■ Required task:
Rewrite the records below with "stone column" changed to "stone pillar" and nothing else altered, leaving out the pictures.

■ Image location labeling entries:

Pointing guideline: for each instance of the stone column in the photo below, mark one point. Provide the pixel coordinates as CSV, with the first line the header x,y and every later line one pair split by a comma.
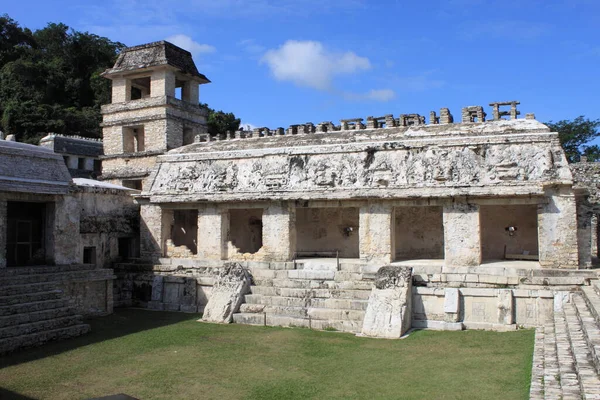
x,y
594,228
557,229
584,237
3,229
65,231
462,234
213,227
155,226
376,233
279,232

■ Reply:
Pointing guideline: for each instance of the stone pillar in the photo below, mark one point. Provide the pixel coordinates as CSV, with the first line the header x,y and every later line one pair split by a comma.
x,y
594,228
557,229
584,237
3,229
65,231
462,234
213,227
155,226
376,233
279,232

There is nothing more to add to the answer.